**Exercise instructions:** Without any change, set down every record below.

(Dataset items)
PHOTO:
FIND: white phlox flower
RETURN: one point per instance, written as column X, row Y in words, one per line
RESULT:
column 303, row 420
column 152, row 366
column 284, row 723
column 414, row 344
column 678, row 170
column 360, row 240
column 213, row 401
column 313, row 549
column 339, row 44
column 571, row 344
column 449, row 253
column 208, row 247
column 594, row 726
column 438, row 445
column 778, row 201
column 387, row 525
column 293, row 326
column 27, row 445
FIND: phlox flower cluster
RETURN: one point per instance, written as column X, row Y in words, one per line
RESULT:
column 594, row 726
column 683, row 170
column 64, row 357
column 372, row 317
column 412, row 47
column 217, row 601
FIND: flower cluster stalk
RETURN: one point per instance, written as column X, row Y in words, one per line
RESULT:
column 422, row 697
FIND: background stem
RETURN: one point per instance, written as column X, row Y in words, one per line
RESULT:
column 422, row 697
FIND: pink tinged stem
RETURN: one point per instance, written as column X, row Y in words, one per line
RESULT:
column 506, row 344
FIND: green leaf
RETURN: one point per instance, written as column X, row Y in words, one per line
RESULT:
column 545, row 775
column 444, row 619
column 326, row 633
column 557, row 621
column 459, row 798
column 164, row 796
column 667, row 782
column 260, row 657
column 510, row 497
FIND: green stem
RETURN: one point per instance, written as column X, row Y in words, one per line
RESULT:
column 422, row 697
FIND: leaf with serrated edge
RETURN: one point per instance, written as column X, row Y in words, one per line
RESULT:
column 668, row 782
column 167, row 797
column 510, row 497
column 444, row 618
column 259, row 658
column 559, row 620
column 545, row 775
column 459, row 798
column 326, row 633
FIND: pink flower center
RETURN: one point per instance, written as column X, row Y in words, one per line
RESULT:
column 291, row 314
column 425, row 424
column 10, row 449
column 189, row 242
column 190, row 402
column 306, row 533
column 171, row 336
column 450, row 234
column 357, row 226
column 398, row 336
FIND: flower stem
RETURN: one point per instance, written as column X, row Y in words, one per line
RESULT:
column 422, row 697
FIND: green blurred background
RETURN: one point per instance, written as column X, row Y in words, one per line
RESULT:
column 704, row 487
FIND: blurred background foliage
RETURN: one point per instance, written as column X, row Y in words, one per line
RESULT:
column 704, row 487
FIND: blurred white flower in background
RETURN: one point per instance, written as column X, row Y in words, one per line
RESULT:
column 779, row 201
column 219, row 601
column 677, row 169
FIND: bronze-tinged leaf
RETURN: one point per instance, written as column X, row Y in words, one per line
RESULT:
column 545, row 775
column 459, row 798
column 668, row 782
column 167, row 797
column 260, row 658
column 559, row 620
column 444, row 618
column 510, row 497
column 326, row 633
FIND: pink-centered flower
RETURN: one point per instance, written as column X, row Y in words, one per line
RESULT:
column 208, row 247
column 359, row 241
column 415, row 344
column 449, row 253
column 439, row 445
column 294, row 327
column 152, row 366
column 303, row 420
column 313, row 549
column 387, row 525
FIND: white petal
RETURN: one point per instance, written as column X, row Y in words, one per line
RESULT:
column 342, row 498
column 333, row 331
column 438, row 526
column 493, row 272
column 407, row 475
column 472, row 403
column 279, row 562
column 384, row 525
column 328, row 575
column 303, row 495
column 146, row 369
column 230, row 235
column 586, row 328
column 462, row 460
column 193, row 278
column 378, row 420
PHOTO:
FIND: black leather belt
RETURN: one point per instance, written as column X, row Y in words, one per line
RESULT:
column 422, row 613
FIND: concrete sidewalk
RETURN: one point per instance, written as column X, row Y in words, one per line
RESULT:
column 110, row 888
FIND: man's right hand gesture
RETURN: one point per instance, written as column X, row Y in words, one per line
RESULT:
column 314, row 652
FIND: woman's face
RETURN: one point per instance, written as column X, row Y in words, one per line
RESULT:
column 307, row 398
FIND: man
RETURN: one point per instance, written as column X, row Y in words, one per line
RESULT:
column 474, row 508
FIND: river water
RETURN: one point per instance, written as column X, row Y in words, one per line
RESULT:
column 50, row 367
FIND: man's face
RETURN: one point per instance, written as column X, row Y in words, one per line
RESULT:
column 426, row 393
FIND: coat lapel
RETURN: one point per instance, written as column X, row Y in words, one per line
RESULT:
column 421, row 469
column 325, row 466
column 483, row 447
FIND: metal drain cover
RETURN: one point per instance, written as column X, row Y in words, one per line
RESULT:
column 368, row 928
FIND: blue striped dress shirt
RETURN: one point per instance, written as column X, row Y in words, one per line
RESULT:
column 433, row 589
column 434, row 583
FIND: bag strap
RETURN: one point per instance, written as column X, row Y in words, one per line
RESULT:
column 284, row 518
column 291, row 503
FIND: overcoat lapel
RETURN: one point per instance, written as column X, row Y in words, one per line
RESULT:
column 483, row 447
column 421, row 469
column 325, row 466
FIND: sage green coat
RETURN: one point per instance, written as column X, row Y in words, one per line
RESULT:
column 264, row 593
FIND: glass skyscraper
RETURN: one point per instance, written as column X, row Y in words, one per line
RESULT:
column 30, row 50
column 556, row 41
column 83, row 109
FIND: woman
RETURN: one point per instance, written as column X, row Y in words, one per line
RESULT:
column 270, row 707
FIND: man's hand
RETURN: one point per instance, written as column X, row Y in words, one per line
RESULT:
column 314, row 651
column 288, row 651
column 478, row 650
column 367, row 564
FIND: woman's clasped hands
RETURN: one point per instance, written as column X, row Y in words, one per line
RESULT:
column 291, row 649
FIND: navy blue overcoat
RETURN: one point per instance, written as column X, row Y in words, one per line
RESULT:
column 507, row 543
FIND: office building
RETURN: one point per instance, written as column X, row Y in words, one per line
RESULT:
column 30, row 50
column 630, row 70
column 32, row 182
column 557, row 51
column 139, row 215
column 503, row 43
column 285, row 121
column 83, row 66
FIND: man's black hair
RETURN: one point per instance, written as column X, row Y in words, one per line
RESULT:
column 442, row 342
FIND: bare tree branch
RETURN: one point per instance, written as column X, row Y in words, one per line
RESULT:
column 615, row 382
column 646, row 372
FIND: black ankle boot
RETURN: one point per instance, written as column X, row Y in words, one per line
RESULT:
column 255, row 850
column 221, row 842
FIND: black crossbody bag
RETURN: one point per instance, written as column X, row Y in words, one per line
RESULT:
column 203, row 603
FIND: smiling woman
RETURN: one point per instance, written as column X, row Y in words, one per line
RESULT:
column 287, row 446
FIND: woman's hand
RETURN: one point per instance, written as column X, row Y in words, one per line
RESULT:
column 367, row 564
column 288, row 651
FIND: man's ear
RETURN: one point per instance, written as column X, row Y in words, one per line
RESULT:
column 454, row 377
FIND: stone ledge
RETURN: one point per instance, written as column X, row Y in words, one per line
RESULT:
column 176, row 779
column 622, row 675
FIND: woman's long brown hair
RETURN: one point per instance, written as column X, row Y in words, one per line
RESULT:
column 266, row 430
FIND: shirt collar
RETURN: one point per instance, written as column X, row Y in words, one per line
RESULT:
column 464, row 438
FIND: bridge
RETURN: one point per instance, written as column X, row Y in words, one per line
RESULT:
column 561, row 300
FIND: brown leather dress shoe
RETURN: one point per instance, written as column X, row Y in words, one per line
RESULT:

**Reply to the task:**
PHOTO:
FIND: white phlox flower
RETURN: one point per instance, written as column X, row Y in words, one per line
RESULT:
column 303, row 420
column 152, row 366
column 284, row 723
column 414, row 344
column 678, row 170
column 360, row 240
column 213, row 401
column 313, row 549
column 339, row 44
column 571, row 344
column 449, row 253
column 208, row 247
column 594, row 726
column 438, row 445
column 778, row 201
column 387, row 525
column 293, row 326
column 27, row 445
FIND: phlox flower cluster
RETURN: one point per instance, written as column X, row Y in words, one per line
RESULT:
column 594, row 726
column 683, row 170
column 64, row 357
column 372, row 317
column 412, row 47
column 217, row 601
FIND: flower cluster stalk
RETURN: one point per instance, written as column X, row Y in words, one per line
RESULT:
column 422, row 697
FIND: background stem
RETURN: one point per instance, written as column X, row Y in words, one per line
RESULT:
column 422, row 697
FIND: pink tinged stem
RETURN: one point per instance, written as column X, row Y in words, one per line
RESULT:
column 506, row 344
FIND: green leaf
RETURN: one point per instance, written as column X, row Y in words, one per line
RESULT:
column 545, row 775
column 444, row 619
column 326, row 633
column 557, row 621
column 459, row 798
column 164, row 796
column 667, row 782
column 260, row 657
column 510, row 497
FIND: green stem
RETURN: one point per instance, written as column X, row Y in words, one per line
RESULT:
column 422, row 697
FIND: leaf with serrated edge
RETURN: one point per instance, written as column X, row Y in words, one per line
RESULT:
column 668, row 782
column 167, row 797
column 510, row 497
column 444, row 618
column 259, row 658
column 559, row 620
column 545, row 775
column 459, row 798
column 326, row 633
FIND: pink flower center
RETURN: one point per instance, written as column X, row Y in words, one per line
RESULT:
column 291, row 314
column 425, row 424
column 10, row 449
column 189, row 242
column 190, row 402
column 306, row 533
column 171, row 336
column 450, row 234
column 357, row 226
column 398, row 336
FIND: flower stem
RETURN: one point per instance, written as column X, row Y in words, one per line
RESULT:
column 422, row 697
FIND: green blurred background
RETURN: one point per instance, written as column X, row Y in words, one per line
RESULT:
column 704, row 487
FIND: blurred background foliage
RETURN: one point per instance, written as column X, row Y in words, one per line
RESULT:
column 704, row 487
FIND: blurred white flower in background
RETURN: one point per instance, written as column X, row Y in words, one per line
RESULT:
column 779, row 201
column 219, row 601
column 677, row 169
FIND: bronze-tinged leaf
RETURN: one point per instance, written as column X, row Y in words, one per line
RESULT:
column 545, row 775
column 459, row 798
column 668, row 782
column 167, row 797
column 260, row 658
column 559, row 620
column 444, row 618
column 510, row 497
column 326, row 633
FIND: pink-centered flower
RETURN: one point per instance, written as column X, row Y in words, one per line
RESULT:
column 208, row 247
column 359, row 241
column 415, row 344
column 449, row 253
column 439, row 445
column 294, row 327
column 152, row 366
column 303, row 420
column 313, row 549
column 387, row 525
FIND: white petal
RETURN: one point per instance, written as column X, row Y in words, one per line
RESULT:
column 342, row 498
column 333, row 331
column 438, row 526
column 493, row 272
column 407, row 475
column 472, row 403
column 279, row 562
column 384, row 525
column 328, row 575
column 303, row 495
column 146, row 369
column 230, row 235
column 586, row 328
column 462, row 460
column 193, row 278
column 378, row 420
PHOTO:
FIND: black leather belt
RETURN: one point per instance, written as column X, row Y in words, one per line
RESULT:
column 422, row 613
FIND: concrete sidewalk
RETURN: one point per instance, written as column X, row Y in words, one per line
RESULT:
column 110, row 888
FIND: man's right hand gesture
RETURN: one point per instance, written as column X, row Y in words, one per line
RESULT:
column 314, row 652
FIND: woman's face
RETURN: one point per instance, written as column X, row Y in words, one per line
RESULT:
column 307, row 398
FIND: man
RETURN: one point per instance, written as column X, row Y in words, one per line
RESULT:
column 474, row 508
FIND: river water
RETURN: one point per instance, written as column X, row Y in words, one per line
RESULT:
column 50, row 367
FIND: man's face
RETURN: one point per instance, written as column X, row Y in words, one per line
RESULT:
column 426, row 393
FIND: coat lapel
RETURN: one point per instance, written as column X, row Y in words, one per line
RESULT:
column 421, row 469
column 325, row 466
column 483, row 447
FIND: metal drain cover
RETURN: one point per instance, written as column X, row Y in words, one per line
RESULT:
column 368, row 928
FIND: blue striped dress shirt
RETURN: one point per instance, written as column X, row Y in words, one per line
RESULT:
column 433, row 589
column 434, row 583
FIND: bag strap
RETURN: one point per instance, written as column X, row Y in words, one per line
RESULT:
column 284, row 518
column 291, row 503
FIND: overcoat lapel
RETURN: one point per instance, written as column X, row Y in words, one per line
RESULT:
column 483, row 447
column 421, row 469
column 325, row 466
FIND: sage green coat
RETURN: one point per instance, written as column X, row Y in words, one per line
RESULT:
column 264, row 593
FIND: glass skyscraper
RETURN: one point per instance, written as column X, row Y in words, one per line
RESULT:
column 30, row 50
column 556, row 41
column 83, row 109
FIND: woman
RETURN: one point per instance, written as column X, row Y in words, one per line
RESULT:
column 270, row 707
FIND: man's hand
RETURN: one point per instance, written as column X, row Y in words, one per line
RESULT:
column 314, row 651
column 288, row 651
column 478, row 650
column 367, row 564
FIND: woman's clasped hands
RETURN: one point per instance, written as column X, row Y in words, one per line
RESULT:
column 291, row 649
FIND: navy blue overcoat
RETURN: one point per instance, written as column X, row Y in words, one per line
RESULT:
column 507, row 543
FIND: office building
RETURN: one point per instance, written as column X, row Y in words, one per line
RESULT:
column 30, row 50
column 630, row 70
column 32, row 182
column 557, row 51
column 139, row 215
column 503, row 43
column 285, row 121
column 83, row 66
FIND: man's black hair
RETURN: one point per instance, written as column X, row Y in words, one per line
RESULT:
column 442, row 342
FIND: bare tree branch
RETURN: one point per instance, written as column X, row Y in words, one per line
RESULT:
column 615, row 382
column 646, row 372
FIND: black ankle boot
RETURN: one point per instance, written as column X, row Y in words, one per line
RESULT:
column 255, row 850
column 221, row 842
FIND: black crossbody bag
RETURN: one point per instance, written as column X, row Y in words, one per line
RESULT:
column 203, row 603
FIND: smiling woman
RETURN: one point per instance, written as column X, row Y in words, one per line
RESULT:
column 287, row 446
FIND: woman's hand
RETURN: one point per instance, written as column X, row Y in words, one per line
RESULT:
column 367, row 564
column 288, row 651
FIND: man's ear
RETURN: one point per instance, written as column X, row Y in words, one per line
RESULT:
column 454, row 377
FIND: stone ledge
RETURN: one point per instance, written as column X, row Y in words, one per line
RESULT:
column 176, row 779
column 622, row 675
FIND: woman's long brown hair
RETURN: one point per instance, written as column X, row Y in words, one per line
RESULT:
column 266, row 430
FIND: shirt collar
RETURN: one point per instance, written as column X, row Y in words, one per line
RESULT:
column 464, row 438
FIND: bridge
RETURN: one point per instance, written as column X, row Y in words, one per line
RESULT:
column 561, row 300
FIND: brown leather dress shoe
RETURN: one point per instance, written as column X, row Y in words, one per line
RESULT:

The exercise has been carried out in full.